Task statement:
Copy the rows below verbatim, from the line that contains "Question. For each instance of the small" through the last of the rows.

# start of Task input

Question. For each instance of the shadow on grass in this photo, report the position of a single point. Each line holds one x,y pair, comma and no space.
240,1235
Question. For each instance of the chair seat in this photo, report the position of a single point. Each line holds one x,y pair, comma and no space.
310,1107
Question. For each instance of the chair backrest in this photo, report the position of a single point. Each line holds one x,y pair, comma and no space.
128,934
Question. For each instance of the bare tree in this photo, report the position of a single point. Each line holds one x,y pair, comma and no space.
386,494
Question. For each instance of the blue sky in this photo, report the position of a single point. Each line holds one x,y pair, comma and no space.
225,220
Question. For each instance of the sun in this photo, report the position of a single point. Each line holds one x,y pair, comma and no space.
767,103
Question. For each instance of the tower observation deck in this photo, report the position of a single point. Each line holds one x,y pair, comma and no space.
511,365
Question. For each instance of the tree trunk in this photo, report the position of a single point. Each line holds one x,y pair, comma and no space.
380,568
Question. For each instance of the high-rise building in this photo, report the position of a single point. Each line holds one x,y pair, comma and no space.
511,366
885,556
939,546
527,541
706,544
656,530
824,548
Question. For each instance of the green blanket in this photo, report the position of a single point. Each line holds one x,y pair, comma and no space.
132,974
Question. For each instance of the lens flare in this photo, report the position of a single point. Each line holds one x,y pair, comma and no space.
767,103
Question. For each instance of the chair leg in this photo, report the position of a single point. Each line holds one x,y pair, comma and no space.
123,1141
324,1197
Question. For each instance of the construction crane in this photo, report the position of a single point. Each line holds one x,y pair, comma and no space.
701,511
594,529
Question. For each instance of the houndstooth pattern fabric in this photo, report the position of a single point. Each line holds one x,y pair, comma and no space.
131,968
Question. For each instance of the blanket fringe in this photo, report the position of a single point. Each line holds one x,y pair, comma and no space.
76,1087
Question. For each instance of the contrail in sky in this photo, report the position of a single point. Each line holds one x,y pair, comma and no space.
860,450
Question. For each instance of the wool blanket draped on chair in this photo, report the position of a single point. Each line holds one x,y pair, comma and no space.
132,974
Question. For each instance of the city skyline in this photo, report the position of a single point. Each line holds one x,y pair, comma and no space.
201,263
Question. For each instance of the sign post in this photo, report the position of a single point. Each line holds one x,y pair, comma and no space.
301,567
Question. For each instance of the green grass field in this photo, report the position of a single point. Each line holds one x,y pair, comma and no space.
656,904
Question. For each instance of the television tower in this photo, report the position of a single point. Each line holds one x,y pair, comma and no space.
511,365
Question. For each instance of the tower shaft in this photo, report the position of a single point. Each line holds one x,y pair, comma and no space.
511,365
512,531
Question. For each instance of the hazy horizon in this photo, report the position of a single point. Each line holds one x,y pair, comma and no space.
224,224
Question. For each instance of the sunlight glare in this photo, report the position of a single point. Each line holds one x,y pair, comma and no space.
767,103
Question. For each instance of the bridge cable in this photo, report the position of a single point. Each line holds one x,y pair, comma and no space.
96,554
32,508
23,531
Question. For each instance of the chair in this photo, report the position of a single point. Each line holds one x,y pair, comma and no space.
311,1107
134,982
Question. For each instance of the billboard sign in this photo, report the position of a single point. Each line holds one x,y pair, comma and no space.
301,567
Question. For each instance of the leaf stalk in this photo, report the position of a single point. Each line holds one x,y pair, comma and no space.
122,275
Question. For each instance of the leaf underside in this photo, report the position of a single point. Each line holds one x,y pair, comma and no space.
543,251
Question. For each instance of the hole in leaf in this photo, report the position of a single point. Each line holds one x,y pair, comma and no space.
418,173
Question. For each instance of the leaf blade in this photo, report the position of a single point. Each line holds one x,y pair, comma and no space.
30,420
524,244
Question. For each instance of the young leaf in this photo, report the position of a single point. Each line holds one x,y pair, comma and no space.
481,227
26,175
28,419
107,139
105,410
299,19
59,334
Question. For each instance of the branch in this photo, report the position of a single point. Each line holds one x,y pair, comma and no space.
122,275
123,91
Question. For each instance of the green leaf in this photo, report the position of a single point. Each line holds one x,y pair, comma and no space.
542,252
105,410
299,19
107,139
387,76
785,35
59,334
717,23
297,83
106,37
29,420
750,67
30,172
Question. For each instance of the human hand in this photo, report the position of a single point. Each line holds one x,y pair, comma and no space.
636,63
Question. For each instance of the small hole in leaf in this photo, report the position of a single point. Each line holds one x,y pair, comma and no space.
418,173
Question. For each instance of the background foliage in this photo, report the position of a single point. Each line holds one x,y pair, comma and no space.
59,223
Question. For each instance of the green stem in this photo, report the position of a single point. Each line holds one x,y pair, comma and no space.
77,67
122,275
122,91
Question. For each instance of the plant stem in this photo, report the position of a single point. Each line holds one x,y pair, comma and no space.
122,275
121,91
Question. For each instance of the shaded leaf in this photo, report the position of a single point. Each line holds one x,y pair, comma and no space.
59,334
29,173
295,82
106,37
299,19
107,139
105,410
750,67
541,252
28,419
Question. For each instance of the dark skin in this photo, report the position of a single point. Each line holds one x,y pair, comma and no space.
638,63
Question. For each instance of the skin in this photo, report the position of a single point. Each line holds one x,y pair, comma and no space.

# end of Task input

Exercise answer:
Question. For each instance of the small hole in leaf in this photo, report the position of a single point. Each line holds one x,y pair, comma and no space.
418,173
Question. For each instance of the background foliage in this photo, report the position of a single point. Each line holds one x,y pair, comma and no space.
59,223
Question. For each instance of the green stem in this photo, report the position of a single point. Each line holds one x,y pair, comma and no space.
77,67
122,275
122,91
Question. For each instance of the plant stem in this photo, report the position of a single point. Each line holds one x,y pair, comma and no space.
122,275
121,91
Question. For each instance of the shaded leaf in this photo, report the position of a single point. Each line holds one x,y pair, comma and no space.
59,334
29,173
295,82
106,37
299,19
107,139
105,410
750,67
541,252
28,419
Question. For each instance of the dark skin in this photo, report the position of a single point. Each line holds one x,y pair, comma and no space.
638,63
Question. For each instance of the skin in this photo, report the position of a single point. Each line holds one x,y pair, comma and no space.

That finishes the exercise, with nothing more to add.